Written exercise -> Take the line containing "answer like [866,147]." and every line after it in the data below, and print them exactly as given, with nothing else.

Input ->
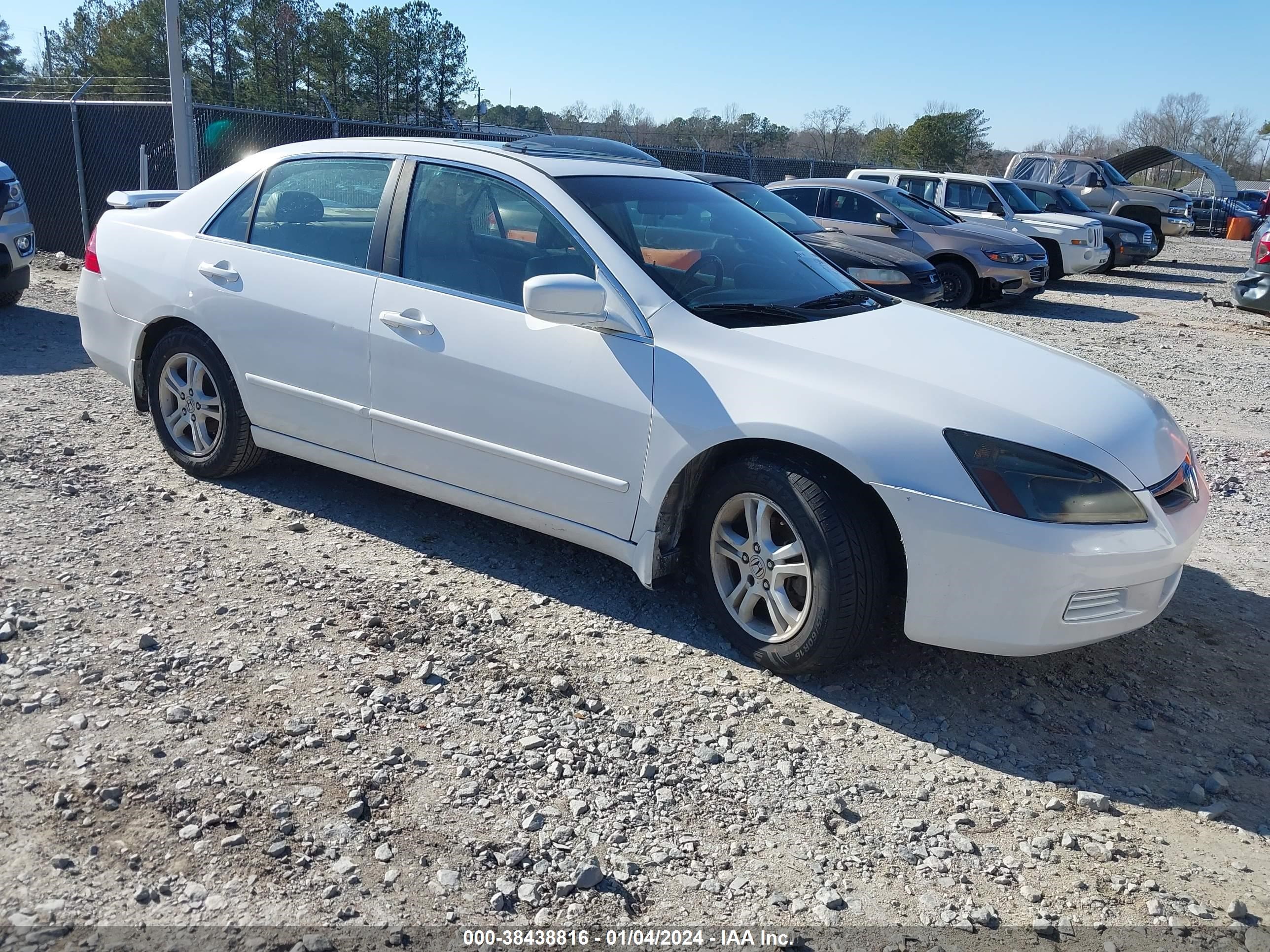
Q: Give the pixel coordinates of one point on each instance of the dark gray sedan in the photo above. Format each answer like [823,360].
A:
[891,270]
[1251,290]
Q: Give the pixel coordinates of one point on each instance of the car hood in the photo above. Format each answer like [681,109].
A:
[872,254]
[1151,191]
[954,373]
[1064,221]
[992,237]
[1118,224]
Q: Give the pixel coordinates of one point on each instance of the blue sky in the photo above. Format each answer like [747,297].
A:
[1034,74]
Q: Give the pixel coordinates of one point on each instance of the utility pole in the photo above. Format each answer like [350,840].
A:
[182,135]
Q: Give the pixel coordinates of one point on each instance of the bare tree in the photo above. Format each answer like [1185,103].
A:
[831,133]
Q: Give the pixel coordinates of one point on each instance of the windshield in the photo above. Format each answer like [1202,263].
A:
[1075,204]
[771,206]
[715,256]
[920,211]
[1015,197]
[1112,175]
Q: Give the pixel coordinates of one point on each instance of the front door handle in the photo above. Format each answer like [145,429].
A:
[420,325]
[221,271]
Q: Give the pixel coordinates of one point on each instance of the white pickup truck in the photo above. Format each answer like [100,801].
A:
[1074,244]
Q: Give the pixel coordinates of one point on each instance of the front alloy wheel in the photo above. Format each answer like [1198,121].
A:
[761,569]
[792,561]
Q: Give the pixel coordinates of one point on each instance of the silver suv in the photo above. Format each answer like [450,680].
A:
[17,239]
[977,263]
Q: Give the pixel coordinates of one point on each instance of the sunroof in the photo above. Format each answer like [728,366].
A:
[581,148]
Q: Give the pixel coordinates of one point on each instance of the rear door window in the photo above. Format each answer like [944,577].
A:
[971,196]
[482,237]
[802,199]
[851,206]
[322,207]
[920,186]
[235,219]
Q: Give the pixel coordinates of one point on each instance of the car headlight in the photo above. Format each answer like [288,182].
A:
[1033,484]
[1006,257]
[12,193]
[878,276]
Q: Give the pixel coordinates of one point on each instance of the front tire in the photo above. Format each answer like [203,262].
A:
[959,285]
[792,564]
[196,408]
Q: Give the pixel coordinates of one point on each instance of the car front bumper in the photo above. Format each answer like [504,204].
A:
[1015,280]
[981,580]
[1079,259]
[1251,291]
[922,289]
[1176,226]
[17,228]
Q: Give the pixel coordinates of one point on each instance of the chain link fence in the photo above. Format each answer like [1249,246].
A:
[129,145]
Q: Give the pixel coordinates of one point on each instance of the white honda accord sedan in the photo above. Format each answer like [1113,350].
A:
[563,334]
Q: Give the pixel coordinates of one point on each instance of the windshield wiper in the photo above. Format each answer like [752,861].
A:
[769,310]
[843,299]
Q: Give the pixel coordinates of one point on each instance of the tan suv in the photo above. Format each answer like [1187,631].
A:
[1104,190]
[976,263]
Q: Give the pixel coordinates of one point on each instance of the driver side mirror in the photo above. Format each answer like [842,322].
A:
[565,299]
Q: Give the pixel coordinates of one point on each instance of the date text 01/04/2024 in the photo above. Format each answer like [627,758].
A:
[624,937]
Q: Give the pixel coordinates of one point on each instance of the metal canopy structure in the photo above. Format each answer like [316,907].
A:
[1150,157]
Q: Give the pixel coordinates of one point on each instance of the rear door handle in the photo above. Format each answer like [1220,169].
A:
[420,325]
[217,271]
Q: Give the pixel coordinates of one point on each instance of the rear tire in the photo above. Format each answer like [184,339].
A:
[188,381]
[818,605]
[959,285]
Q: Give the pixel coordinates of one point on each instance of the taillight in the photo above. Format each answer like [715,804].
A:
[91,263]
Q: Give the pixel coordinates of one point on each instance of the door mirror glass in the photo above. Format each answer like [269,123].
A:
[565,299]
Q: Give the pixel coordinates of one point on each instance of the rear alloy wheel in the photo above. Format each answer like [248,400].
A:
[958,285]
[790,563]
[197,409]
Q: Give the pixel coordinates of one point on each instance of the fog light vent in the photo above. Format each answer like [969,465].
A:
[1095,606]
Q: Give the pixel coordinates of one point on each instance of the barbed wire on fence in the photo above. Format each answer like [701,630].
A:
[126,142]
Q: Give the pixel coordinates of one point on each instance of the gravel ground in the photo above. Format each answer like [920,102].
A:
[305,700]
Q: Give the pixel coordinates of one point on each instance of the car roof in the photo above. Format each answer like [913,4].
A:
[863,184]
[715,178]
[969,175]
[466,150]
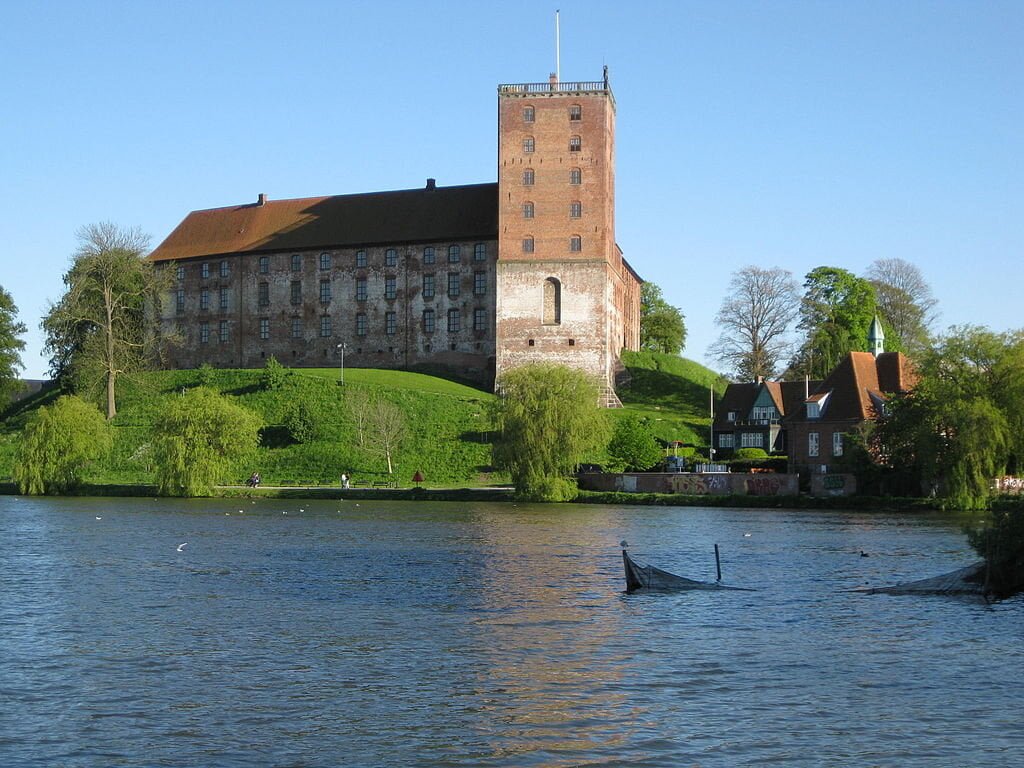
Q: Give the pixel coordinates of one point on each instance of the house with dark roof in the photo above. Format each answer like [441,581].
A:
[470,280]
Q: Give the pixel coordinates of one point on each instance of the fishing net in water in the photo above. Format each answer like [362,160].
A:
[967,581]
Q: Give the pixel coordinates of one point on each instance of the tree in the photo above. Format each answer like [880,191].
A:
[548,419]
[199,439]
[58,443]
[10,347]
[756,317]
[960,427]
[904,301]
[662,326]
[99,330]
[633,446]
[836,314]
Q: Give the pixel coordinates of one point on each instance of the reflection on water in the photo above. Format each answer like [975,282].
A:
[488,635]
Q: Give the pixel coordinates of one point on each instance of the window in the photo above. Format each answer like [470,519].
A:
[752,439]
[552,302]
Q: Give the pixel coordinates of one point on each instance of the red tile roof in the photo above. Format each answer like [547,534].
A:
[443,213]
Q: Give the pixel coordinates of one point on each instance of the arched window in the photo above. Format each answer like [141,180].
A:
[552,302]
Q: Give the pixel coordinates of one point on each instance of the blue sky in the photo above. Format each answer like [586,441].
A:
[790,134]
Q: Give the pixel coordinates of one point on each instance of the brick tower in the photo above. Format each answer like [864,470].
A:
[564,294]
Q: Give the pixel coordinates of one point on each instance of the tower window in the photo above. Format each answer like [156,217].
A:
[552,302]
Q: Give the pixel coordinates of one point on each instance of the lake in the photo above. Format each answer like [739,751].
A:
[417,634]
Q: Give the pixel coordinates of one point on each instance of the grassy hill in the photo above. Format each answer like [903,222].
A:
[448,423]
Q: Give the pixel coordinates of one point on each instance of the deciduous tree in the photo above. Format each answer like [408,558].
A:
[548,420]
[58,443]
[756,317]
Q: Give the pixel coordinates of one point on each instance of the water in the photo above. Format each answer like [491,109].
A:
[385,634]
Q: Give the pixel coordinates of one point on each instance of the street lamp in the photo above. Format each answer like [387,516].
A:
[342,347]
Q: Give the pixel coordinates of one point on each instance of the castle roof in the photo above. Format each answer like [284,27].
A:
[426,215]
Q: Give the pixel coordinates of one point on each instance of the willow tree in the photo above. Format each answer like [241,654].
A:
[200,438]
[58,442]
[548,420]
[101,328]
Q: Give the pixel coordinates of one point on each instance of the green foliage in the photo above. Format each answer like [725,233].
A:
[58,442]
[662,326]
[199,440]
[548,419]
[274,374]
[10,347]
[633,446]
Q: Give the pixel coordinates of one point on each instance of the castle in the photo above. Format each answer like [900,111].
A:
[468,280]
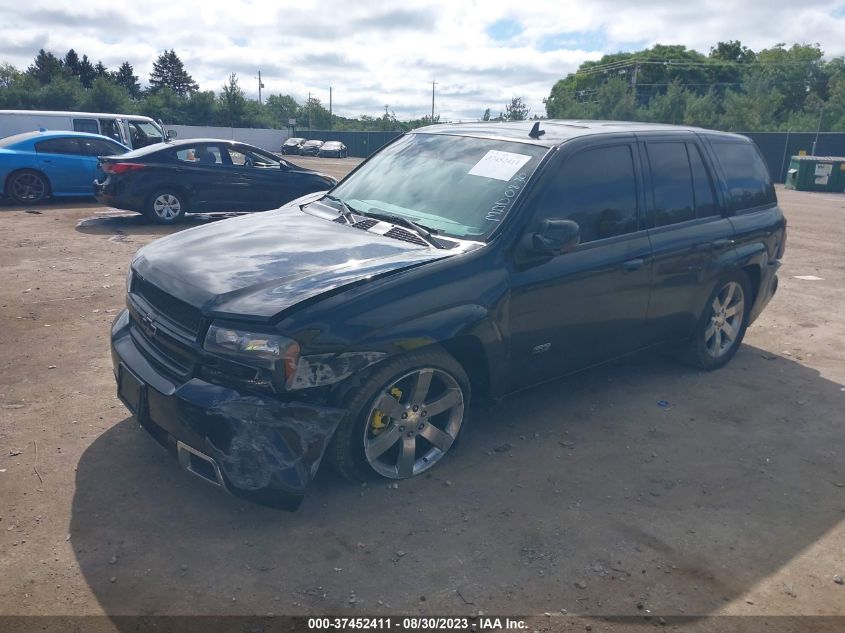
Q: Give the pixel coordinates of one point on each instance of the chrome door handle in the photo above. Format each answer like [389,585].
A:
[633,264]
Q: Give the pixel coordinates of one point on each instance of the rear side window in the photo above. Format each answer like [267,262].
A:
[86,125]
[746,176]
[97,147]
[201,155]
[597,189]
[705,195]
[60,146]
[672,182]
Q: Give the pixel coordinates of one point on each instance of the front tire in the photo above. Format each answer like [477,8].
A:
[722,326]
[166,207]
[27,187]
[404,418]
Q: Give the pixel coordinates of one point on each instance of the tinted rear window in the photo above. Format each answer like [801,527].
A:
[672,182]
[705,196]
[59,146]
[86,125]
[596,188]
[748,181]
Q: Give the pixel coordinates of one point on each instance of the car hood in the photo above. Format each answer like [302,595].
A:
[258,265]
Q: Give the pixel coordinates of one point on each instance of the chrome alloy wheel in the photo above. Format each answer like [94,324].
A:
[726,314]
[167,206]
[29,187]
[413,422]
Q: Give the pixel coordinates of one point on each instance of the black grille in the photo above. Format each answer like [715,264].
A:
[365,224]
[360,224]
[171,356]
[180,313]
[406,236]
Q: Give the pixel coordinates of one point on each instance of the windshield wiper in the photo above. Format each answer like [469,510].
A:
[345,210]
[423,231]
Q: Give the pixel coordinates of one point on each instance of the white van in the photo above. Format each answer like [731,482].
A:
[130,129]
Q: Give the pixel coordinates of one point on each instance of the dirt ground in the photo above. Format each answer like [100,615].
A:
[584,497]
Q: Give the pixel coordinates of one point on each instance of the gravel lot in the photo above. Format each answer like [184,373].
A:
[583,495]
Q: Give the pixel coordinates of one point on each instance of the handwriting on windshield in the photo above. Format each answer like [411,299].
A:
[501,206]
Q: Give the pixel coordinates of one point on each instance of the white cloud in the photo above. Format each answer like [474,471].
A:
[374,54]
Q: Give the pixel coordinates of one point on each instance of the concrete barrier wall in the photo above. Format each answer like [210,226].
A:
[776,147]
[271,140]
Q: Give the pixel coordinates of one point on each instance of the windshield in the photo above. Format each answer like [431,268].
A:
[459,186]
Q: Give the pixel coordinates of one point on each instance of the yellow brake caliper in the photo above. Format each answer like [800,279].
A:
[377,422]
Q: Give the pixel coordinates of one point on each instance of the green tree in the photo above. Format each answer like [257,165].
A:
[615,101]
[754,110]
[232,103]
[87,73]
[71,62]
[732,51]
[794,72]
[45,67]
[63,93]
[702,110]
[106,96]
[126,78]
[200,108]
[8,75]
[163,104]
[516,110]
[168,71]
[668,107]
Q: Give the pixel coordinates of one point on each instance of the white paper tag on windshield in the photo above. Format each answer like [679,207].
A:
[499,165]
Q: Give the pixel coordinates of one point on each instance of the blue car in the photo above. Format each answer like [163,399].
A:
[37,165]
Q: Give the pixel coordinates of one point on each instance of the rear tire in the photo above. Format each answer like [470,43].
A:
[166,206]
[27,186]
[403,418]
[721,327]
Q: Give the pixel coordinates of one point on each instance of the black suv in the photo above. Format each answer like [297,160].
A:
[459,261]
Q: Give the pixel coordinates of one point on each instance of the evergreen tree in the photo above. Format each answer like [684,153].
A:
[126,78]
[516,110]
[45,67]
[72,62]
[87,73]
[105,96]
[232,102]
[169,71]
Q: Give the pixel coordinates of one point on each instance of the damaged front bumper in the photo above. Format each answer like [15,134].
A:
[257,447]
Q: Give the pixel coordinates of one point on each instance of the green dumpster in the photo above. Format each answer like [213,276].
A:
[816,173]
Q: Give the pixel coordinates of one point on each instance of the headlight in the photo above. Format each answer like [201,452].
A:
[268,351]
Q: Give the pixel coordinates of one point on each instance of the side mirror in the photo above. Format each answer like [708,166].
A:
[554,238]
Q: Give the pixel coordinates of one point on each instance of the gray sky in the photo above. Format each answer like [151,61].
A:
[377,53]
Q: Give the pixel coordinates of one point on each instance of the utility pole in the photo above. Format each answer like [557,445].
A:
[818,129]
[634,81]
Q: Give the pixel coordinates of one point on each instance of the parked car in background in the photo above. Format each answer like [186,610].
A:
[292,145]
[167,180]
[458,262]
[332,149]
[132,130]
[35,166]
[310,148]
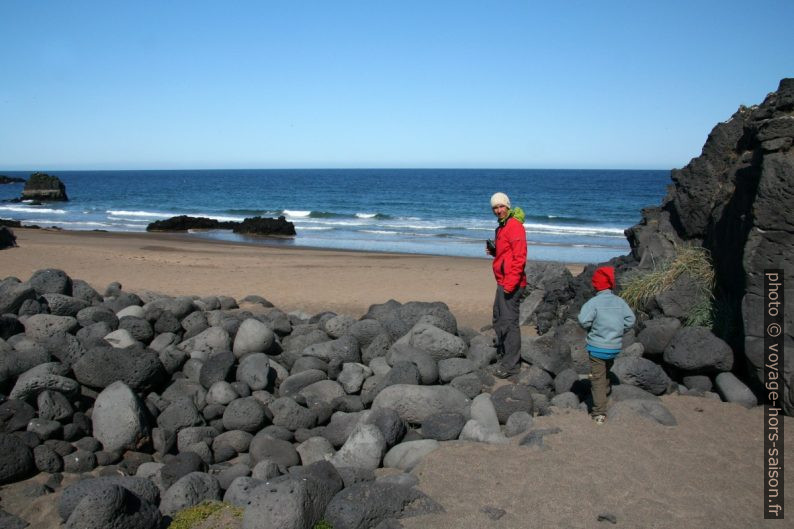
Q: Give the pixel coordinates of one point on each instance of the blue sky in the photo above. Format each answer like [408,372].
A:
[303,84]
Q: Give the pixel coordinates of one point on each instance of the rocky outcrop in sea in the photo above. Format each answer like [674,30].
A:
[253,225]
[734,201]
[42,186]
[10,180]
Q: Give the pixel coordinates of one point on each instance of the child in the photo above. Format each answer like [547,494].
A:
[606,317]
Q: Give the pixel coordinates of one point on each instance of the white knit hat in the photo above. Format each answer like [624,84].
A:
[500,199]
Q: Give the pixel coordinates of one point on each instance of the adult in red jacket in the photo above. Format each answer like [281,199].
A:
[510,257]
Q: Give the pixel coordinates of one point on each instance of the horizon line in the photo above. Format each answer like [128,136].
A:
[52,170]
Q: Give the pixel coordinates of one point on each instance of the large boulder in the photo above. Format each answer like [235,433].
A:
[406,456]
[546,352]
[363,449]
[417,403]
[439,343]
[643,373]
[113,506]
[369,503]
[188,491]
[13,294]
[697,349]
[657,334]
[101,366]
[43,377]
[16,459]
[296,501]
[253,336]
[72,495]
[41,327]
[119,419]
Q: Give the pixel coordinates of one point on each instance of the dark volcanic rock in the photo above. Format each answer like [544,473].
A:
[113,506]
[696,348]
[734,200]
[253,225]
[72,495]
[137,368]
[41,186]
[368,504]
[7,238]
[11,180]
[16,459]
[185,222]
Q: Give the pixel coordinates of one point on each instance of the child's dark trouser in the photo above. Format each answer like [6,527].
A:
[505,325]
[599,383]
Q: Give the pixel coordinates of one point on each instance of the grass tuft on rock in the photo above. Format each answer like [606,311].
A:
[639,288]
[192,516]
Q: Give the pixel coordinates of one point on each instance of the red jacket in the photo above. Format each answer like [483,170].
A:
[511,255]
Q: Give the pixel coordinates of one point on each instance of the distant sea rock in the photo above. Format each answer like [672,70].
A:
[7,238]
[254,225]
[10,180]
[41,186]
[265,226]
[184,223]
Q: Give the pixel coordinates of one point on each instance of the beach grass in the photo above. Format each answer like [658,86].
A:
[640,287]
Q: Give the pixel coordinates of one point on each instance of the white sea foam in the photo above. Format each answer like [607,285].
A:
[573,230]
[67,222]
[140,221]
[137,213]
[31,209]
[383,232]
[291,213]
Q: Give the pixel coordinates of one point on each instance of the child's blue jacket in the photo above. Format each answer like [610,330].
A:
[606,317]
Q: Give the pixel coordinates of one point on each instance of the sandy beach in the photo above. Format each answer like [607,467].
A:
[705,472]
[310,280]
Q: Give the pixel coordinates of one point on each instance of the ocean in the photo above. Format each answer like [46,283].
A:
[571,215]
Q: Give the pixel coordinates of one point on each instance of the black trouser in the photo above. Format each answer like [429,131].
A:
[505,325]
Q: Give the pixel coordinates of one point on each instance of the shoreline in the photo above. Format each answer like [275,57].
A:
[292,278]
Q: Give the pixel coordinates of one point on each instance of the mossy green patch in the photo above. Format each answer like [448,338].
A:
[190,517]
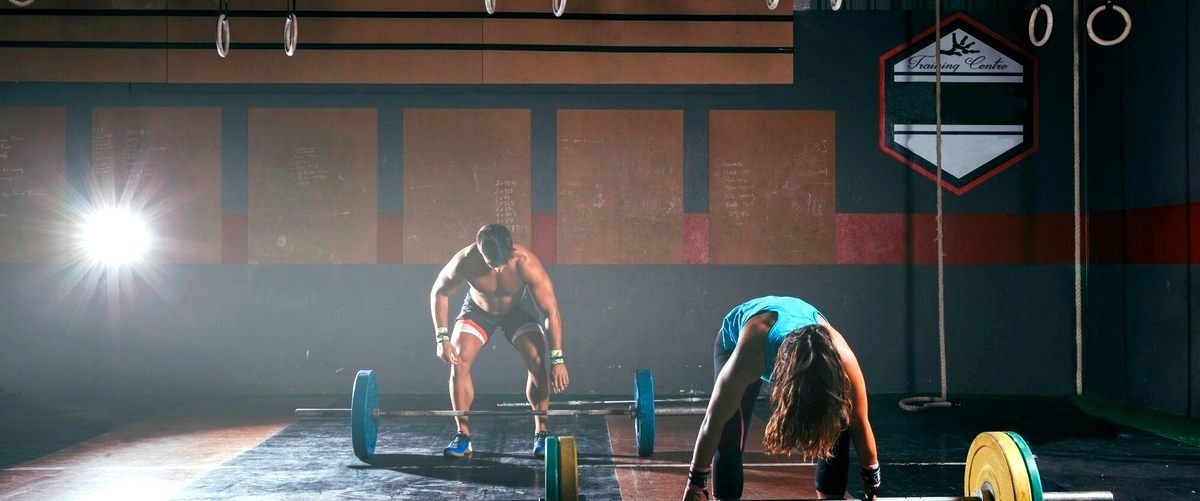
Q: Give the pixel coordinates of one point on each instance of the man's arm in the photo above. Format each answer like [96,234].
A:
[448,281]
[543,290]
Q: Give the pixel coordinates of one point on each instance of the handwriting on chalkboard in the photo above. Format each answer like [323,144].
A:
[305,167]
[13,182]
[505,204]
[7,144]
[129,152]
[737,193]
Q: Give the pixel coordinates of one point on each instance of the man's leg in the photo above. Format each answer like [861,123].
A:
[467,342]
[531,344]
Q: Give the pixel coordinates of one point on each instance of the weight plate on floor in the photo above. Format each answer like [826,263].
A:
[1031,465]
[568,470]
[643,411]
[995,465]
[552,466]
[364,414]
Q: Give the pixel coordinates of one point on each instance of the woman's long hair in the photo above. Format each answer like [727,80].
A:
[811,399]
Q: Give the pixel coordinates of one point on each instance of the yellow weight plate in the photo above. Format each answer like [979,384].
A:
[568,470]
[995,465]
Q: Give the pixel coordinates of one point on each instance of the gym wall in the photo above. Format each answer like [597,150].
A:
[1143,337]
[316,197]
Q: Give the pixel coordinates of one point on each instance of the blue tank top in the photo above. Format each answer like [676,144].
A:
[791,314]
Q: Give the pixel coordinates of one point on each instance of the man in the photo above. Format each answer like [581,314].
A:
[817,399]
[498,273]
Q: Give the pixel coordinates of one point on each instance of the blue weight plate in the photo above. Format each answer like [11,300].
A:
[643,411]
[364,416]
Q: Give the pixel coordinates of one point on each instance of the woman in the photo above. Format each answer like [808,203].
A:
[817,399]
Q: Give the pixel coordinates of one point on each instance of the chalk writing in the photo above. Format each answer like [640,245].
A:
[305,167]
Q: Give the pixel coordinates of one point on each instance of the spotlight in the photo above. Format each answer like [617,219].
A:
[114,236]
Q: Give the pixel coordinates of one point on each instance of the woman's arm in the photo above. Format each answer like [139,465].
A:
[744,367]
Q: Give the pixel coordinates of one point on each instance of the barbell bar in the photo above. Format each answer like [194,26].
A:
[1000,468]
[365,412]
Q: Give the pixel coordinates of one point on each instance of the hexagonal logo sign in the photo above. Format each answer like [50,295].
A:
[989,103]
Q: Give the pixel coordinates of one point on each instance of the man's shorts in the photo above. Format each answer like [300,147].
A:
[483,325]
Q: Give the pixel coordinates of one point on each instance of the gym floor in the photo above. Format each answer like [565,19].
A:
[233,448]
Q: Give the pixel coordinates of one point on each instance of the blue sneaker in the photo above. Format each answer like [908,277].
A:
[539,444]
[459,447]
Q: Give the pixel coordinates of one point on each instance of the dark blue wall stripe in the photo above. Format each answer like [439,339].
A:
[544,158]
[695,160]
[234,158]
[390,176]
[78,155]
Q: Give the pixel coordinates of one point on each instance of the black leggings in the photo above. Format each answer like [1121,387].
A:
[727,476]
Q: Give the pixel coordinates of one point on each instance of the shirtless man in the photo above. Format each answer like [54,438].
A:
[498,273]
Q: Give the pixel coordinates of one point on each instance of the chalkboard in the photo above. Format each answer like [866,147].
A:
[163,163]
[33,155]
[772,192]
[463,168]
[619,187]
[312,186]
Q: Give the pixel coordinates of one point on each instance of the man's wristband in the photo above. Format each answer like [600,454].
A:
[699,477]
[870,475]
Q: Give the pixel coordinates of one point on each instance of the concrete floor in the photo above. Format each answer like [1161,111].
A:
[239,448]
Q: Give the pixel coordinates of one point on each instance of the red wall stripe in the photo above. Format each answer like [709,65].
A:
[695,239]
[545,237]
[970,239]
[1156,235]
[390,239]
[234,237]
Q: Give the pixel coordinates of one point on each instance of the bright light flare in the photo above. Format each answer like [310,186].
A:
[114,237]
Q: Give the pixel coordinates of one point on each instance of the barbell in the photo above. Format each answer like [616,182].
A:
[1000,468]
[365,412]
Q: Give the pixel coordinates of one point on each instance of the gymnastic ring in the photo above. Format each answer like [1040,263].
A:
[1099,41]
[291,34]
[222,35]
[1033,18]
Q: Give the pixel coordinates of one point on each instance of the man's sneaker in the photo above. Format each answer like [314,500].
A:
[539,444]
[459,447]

Result ->
Q: Give the pixel coordinates of one point on each instance of the chalkboard in the photo above. Format each answer like [866,147].
A:
[163,163]
[33,155]
[772,192]
[463,168]
[619,187]
[312,186]
Q: Give the pixel coordinates of one point on each instance of the man's wristband in the photo above. Format each answer like [600,454].
A:
[699,477]
[870,475]
Q: Give the pixel coordinates of one point on each instance of the concrete floor in the photo above. Format each answer like [1161,111].
A:
[239,448]
Q: Give the pixel coordinates of one point on each instance of the red wall stripe in the photo above. Format each answer like [709,65].
A:
[695,239]
[545,237]
[970,239]
[1156,235]
[390,239]
[234,237]
Q: Give the pixel coordinates of one point on each instance of the bright light flare in the photo above. Format each answer like [310,186].
A:
[114,237]
Q: Give the pixel coordinates of one point on each instance of the barbell in the photo above. Format each answer like [616,182].
A:
[1000,468]
[365,412]
Q: Give the pixel coordinates of one point on each instance of the gymnastic ring in the photo above. Format each answer like [1040,263].
A:
[1099,41]
[291,34]
[222,35]
[1033,18]
Q: Give the pixel coordinates of one point on each instance of the man's sneaker in the photo above. Format each answer like [314,500].
A:
[539,444]
[459,447]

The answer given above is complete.